Turn every line of the records below into a JSON list of strings, one string per line, with blank lines left out. Don't include the pictures in your answer.

++++ GIVEN DATA

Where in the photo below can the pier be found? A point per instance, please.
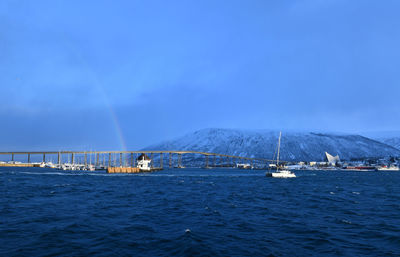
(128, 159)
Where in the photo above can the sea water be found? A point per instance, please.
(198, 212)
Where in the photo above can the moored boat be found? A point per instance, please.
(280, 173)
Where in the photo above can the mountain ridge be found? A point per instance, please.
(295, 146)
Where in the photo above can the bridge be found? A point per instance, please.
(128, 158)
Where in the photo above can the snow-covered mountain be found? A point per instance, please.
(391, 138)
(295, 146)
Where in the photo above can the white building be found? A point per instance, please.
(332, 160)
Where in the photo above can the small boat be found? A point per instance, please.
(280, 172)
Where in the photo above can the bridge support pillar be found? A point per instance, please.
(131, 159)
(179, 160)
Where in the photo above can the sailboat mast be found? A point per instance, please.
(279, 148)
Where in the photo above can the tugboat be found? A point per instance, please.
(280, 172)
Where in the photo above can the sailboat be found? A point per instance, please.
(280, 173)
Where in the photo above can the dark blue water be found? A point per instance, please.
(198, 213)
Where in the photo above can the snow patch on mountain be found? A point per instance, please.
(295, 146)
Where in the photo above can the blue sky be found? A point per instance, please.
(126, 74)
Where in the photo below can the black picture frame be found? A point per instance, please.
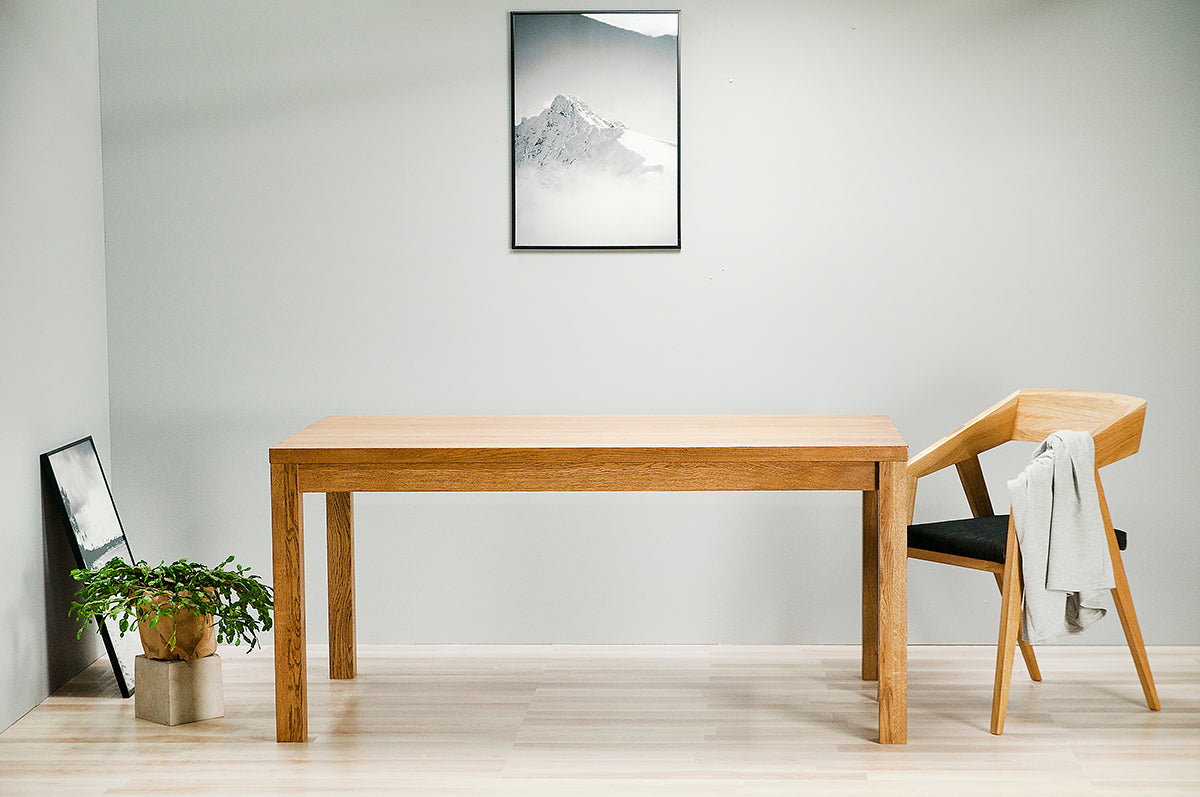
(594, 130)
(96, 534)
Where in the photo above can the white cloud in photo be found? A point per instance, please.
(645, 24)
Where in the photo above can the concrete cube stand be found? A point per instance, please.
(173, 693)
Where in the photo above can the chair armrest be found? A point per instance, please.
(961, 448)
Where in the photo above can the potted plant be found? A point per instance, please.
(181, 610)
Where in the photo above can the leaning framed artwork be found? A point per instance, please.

++++++++

--- WRITTEN SOLUTION ---
[
  "Where in the photo below can the pier be found? A point per instance, please.",
  "(128, 159)",
  "Where in the photo above can the sea water be found? A point per instance, please.",
  "(198, 212)",
  "Where in the photo above can the moored boat be found? A point per instance, please.",
  "(280, 173)",
  "Where in the photo above can the mountain ridge be found? A point per instance, please.",
  "(295, 146)",
  "Where in the photo above can the bridge be found? A point per instance, please.",
  "(128, 158)",
  "Where in the photo above can the snow-covered mountain be found? A point per instance, please.",
  "(391, 138)",
  "(295, 146)",
  "Where in the photo above can the white building be found? A point per instance, please.",
  "(332, 160)",
  "Where in the photo above can the small boat be found? A point per instance, please.",
  "(280, 172)",
  "Where in the photo above can the bridge support pillar be found? A point per instance, please.",
  "(131, 159)",
  "(179, 160)",
  "Where in the photo above can the sailboat mast be found? A point per instance, please.",
  "(279, 148)",
  "Where in the photo above can the tugboat be found? A point per instance, please.",
  "(280, 172)",
  "Where in the photo above can the sailboat be found? A point per instance, please.",
  "(280, 173)",
  "Where in the photo above can the dark blue water be found? A point per instance, please.",
  "(198, 213)",
  "Where in the photo above can the snow patch on mountain be found? A point per instance, please.",
  "(295, 146)",
  "Where in the photo above can the blue sky be found? A point per instance, please.",
  "(126, 74)",
  "Where in the photo below can the black picture frame be found? A point per instance, please.",
  "(594, 130)",
  "(96, 534)",
  "Where in the photo above can the white cloud in photo be found? A point per instance, please.",
  "(645, 24)",
  "Where in the photo above can the concrete cube stand be found? A point per instance, please.",
  "(173, 693)",
  "Where in the photo above can the chair armrest be found? A point per instance, please.",
  "(961, 448)",
  "Where in the photo above can the potted plant be found? A point per instance, please.",
  "(181, 610)",
  "Where in the photo above can the leaning framed artwork be found? A point per instance, please."
]